Task statement ▸ Reproduce the rows word for word, from their beginning through the line that contains "POLYGON ((86 81, 82", with that line included. Omit the pictures from your copy.

## Begin Material shown

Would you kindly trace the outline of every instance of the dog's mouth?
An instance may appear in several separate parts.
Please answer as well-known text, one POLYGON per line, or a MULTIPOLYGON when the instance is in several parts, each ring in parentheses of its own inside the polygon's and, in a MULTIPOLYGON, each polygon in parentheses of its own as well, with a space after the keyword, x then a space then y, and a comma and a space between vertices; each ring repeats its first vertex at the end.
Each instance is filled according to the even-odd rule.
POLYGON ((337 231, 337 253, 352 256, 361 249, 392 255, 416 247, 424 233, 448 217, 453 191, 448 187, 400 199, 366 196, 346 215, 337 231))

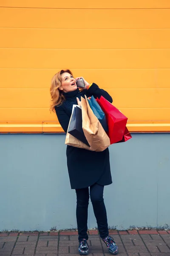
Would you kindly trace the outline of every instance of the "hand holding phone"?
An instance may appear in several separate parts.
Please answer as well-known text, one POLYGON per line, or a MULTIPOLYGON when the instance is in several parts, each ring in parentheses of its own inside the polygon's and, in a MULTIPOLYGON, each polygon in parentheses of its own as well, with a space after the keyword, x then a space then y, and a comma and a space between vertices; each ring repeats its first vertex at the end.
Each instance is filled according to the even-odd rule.
POLYGON ((85 84, 82 78, 76 80, 76 84, 78 88, 84 88, 85 87, 85 84))
POLYGON ((86 81, 82 76, 76 77, 75 79, 76 84, 79 88, 83 88, 84 89, 86 89, 89 85, 88 82, 86 81))

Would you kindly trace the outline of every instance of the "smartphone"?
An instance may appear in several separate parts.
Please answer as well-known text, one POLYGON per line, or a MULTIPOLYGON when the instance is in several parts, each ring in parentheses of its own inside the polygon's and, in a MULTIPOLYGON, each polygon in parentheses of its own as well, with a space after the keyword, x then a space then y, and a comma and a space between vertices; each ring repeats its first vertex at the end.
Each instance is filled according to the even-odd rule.
POLYGON ((78 88, 83 88, 85 87, 85 84, 82 78, 80 78, 80 79, 77 80, 76 84, 78 88))

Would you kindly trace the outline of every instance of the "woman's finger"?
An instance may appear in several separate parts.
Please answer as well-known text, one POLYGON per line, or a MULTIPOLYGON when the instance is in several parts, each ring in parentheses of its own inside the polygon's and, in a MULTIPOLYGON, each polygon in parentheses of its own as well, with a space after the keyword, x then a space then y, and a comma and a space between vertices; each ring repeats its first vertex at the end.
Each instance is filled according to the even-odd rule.
POLYGON ((81 106, 82 102, 81 102, 81 101, 80 101, 79 99, 77 97, 76 99, 77 99, 77 104, 79 105, 79 106, 81 106))

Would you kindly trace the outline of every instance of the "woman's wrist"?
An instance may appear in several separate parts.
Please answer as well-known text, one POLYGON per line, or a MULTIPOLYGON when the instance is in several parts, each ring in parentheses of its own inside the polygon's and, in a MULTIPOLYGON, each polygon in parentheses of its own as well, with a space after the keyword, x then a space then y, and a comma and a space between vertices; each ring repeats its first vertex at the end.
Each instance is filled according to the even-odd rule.
POLYGON ((88 90, 91 86, 92 85, 93 83, 91 84, 89 84, 88 86, 87 87, 87 90, 88 90))

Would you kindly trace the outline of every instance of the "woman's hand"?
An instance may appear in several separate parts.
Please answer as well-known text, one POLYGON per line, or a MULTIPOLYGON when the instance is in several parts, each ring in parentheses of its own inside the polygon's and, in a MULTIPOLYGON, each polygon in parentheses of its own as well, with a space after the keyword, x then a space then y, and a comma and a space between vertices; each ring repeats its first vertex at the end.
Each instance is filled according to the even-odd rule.
POLYGON ((77 81, 77 80, 78 80, 78 79, 80 79, 81 78, 82 78, 83 79, 84 82, 85 83, 85 87, 84 87, 83 88, 81 88, 81 89, 87 89, 87 87, 89 85, 89 84, 88 83, 88 82, 86 81, 85 80, 82 76, 80 76, 79 77, 76 77, 75 79, 76 79, 76 81, 77 81))
POLYGON ((79 106, 81 106, 82 102, 81 102, 81 101, 80 101, 79 99, 78 98, 77 98, 77 97, 76 99, 77 99, 77 104, 79 105, 79 106))

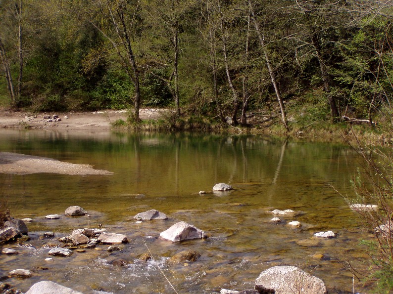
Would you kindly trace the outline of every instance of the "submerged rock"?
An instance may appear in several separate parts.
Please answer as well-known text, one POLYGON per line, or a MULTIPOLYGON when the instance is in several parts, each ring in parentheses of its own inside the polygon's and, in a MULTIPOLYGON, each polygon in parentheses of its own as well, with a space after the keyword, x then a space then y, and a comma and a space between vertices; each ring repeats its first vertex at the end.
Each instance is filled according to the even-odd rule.
POLYGON ((30 278, 33 276, 33 273, 29 270, 21 268, 11 271, 8 273, 8 274, 11 277, 18 277, 18 278, 30 278))
POLYGON ((29 230, 25 222, 19 218, 13 218, 4 223, 5 227, 12 227, 22 235, 26 235, 29 230))
POLYGON ((33 285, 25 294, 83 294, 50 281, 42 281, 33 285))
POLYGON ((173 263, 196 261, 200 257, 200 254, 194 250, 186 250, 175 254, 169 259, 173 263))
POLYGON ((301 226, 301 224, 298 221, 290 221, 288 223, 288 225, 296 228, 300 228, 301 226))
MULTIPOLYGON (((298 267, 277 266, 262 272, 255 280, 255 289, 262 293, 292 293, 300 289, 302 294, 325 294, 322 280, 298 267)), ((298 291, 296 291, 297 293, 298 291)))
POLYGON ((184 221, 175 223, 160 234, 160 237, 173 242, 205 238, 207 235, 201 230, 184 221))
POLYGON ((120 244, 128 242, 125 235, 114 233, 102 233, 98 237, 98 241, 104 244, 120 244))
POLYGON ((47 219, 58 219, 61 217, 60 214, 49 214, 45 216, 47 219))
POLYGON ((12 227, 7 227, 0 230, 0 244, 6 242, 20 235, 20 233, 12 227))
POLYGON ((49 255, 59 256, 69 256, 72 254, 72 252, 66 248, 52 248, 48 252, 49 255))
POLYGON ((315 237, 320 237, 321 238, 336 238, 336 234, 332 232, 332 231, 316 233, 314 234, 314 236, 315 237))
POLYGON ((213 191, 227 191, 232 190, 232 186, 225 183, 216 184, 213 187, 213 191))
POLYGON ((378 206, 373 204, 352 204, 349 206, 352 210, 355 211, 376 211, 378 210, 378 206))
POLYGON ((87 214, 87 211, 80 206, 70 206, 65 210, 64 212, 65 215, 70 215, 71 216, 84 215, 87 214))
POLYGON ((150 210, 144 212, 138 213, 134 218, 136 219, 150 220, 151 219, 167 219, 168 217, 165 213, 163 213, 158 210, 150 210))
POLYGON ((3 248, 1 250, 2 254, 6 254, 8 255, 13 255, 18 254, 19 252, 14 249, 10 249, 9 248, 3 248))

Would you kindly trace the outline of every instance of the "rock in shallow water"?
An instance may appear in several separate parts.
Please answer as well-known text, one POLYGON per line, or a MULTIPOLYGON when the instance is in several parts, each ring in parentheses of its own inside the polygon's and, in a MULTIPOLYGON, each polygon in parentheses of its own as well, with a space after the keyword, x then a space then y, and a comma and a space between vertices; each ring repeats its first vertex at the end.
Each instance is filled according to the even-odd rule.
POLYGON ((232 190, 232 186, 225 183, 216 184, 213 187, 213 191, 227 191, 232 190))
POLYGON ((294 289, 301 289, 302 294, 327 293, 322 280, 291 266, 274 266, 263 271, 255 280, 255 289, 260 293, 276 294, 293 293, 294 289))
POLYGON ((52 248, 48 252, 49 255, 52 255, 54 256, 69 256, 72 254, 72 252, 71 250, 66 248, 52 248))
POLYGON ((70 206, 64 212, 65 215, 71 216, 78 216, 84 215, 87 214, 87 211, 82 208, 80 206, 70 206))
POLYGON ((165 213, 163 213, 158 210, 150 210, 144 212, 138 213, 134 218, 136 219, 151 220, 151 219, 167 219, 168 217, 165 213))
POLYGON ((184 221, 175 223, 160 234, 160 237, 173 242, 205 238, 207 235, 201 230, 184 221))
POLYGON ((83 294, 50 281, 36 283, 25 294, 83 294))
POLYGON ((114 233, 102 233, 98 237, 98 241, 104 244, 120 244, 128 242, 125 235, 114 233))

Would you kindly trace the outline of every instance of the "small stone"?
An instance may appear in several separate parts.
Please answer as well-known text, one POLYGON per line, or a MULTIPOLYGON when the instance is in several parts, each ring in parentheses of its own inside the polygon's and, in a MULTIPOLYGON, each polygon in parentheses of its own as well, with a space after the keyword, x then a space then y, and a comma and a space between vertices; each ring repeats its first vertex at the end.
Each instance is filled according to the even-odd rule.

## End Material shown

Written answer ▸
Would you kindly trace the outline of every instance of the dog's mouth?
An instance may appear in several separate parts.
Please answer as well-known text, one POLYGON per line, or a MULTIPOLYGON when the instance is in several parts, each ring in parentheses of its own inside the polygon's and, in a MULTIPOLYGON, each polygon in parentheses of its own as well, with a space after the keyword, x then a space then y, and a comma and a space between vertices; each ring repeats its first vertex at the end.
Each instance is filled according to the even-odd rule.
POLYGON ((337 231, 337 253, 352 256, 361 249, 392 255, 416 247, 424 233, 448 217, 453 191, 448 187, 400 199, 366 196, 346 215, 337 231))

Would you kindly trace the outline of every instance of the "hand holding phone"?
An instance may appear in several separate parts.
Please answer as well-known text, one POLYGON per line, or a MULTIPOLYGON when the instance is in several parts, each ring in parentheses of its own inside the polygon's and, in a MULTIPOLYGON, each polygon in parentheses of its own as well, with a space after the keyword, x then a space then y, and a comma and a space between vertices; each ring repeats its first vertex at the end.
Each instance is filled according to the even-odd rule.
POLYGON ((85 84, 82 78, 76 80, 76 84, 78 88, 84 88, 85 87, 85 84))
POLYGON ((86 81, 82 76, 76 77, 75 79, 76 84, 79 88, 83 88, 84 89, 86 89, 89 85, 88 82, 86 81))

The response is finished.